● **TASK PROMPT**
Swap "instance" for "occurrence" in the data, starting with the line that contains "Q: Find one point on every instance of the trolling" and going on through the line that contains "Q: Find one point on every instance of the long". Return only those lines, with everything else in them unchanged.

# DATA FOR THIS EXERCISE start

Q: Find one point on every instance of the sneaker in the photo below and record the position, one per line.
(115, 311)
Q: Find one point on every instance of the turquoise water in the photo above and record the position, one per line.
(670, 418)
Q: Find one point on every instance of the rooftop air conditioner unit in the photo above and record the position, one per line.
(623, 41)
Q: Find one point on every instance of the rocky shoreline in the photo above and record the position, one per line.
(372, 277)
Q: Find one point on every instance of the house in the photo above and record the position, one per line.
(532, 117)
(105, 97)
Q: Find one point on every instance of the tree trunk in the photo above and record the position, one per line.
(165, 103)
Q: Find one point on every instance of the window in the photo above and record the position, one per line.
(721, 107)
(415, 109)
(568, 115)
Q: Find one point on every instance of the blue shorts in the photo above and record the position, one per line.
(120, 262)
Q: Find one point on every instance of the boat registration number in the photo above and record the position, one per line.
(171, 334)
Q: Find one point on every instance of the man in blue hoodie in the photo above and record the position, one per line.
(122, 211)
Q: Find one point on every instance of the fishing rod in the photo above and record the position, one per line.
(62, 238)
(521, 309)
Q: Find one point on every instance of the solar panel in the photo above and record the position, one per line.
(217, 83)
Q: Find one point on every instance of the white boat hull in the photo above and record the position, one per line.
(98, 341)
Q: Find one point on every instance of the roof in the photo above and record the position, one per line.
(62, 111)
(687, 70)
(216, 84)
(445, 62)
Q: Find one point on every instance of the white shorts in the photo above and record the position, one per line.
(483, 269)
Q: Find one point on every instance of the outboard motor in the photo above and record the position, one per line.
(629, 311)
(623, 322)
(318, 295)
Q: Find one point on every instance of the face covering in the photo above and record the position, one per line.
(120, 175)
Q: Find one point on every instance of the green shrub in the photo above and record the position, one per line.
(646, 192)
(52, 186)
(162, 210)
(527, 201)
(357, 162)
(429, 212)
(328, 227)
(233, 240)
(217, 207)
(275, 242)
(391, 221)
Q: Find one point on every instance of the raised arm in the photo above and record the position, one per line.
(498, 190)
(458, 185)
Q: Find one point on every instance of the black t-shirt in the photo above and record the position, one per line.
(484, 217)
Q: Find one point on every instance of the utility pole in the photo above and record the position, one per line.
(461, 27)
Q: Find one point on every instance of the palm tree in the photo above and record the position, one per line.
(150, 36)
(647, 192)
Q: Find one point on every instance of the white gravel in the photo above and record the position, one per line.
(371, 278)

# DATA FOR THIS EXERCISE end
# DATA FOR THIS EXERCISE start

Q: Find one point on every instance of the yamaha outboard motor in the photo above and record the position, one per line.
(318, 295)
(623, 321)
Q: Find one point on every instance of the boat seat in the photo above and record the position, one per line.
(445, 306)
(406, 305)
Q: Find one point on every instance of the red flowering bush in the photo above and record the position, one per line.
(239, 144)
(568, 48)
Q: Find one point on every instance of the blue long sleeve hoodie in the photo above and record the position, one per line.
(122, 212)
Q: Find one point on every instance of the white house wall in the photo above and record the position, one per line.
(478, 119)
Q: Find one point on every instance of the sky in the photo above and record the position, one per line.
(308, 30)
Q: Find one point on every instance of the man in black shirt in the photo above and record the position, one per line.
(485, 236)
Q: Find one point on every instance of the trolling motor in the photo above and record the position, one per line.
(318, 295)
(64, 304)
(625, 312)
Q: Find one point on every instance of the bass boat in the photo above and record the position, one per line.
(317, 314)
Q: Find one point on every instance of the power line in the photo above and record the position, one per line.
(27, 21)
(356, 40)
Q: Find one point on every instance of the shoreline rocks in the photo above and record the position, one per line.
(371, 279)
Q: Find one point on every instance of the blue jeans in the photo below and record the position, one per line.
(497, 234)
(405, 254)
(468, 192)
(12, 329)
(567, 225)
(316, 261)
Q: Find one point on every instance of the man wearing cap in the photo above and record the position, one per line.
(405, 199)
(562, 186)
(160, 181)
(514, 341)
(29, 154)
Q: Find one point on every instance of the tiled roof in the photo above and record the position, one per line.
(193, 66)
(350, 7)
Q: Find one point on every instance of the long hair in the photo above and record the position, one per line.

# DATA FOR THIS EXERCISE end
# DATA FOR THIS EXERCISE start

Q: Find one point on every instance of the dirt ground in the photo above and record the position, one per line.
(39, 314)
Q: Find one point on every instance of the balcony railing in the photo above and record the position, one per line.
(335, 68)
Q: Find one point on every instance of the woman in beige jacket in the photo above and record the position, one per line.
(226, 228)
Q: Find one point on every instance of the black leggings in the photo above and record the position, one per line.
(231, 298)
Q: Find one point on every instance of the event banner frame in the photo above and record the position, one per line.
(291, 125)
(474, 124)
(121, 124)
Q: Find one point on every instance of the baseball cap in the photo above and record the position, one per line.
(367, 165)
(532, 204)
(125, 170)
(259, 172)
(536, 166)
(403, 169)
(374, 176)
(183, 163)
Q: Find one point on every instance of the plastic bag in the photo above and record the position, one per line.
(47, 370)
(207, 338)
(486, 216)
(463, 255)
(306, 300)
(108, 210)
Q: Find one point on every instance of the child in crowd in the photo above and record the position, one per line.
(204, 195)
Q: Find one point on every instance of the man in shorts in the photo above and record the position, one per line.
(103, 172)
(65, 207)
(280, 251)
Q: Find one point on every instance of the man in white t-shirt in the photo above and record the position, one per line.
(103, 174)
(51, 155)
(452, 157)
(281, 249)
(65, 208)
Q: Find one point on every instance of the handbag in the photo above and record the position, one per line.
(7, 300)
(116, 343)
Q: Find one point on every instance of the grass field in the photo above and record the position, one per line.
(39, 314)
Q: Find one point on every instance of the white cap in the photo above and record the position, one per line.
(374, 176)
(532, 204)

# DATA FOR THIS EXERCISE end

● **SOLUTION TO THIS EXERCISE**
Q: Find one point on every occurrence of the trolling motor in the photo above and record the position, one per line.
(318, 295)
(64, 304)
(625, 312)
Q: Find one point on every occurrence of the bass boat in the photo above and record the position, one per line.
(317, 314)
Q: Find one point on every occurrence of the power line in the photo above and record the position, one per line.
(27, 21)
(356, 40)
Q: Find one point on every occurrence of the shoreline rocks in the photo above and record the position, one per line.
(371, 279)
Q: Find one point on every occurrence of the blue jeans in the photo below and record the position, one per line.
(497, 234)
(405, 254)
(468, 192)
(12, 329)
(567, 225)
(316, 261)
Q: Find one point on every occurrence of the man wearing cap in the photo above and record the position, one per line.
(405, 199)
(562, 186)
(160, 181)
(514, 341)
(29, 154)
Q: Find one point on every occurrence of the tiled roof in the photo above and record the position, one per line.
(193, 66)
(350, 7)
Q: Find one point on every occurrence of the long hair in the photo above and record the position, one per line.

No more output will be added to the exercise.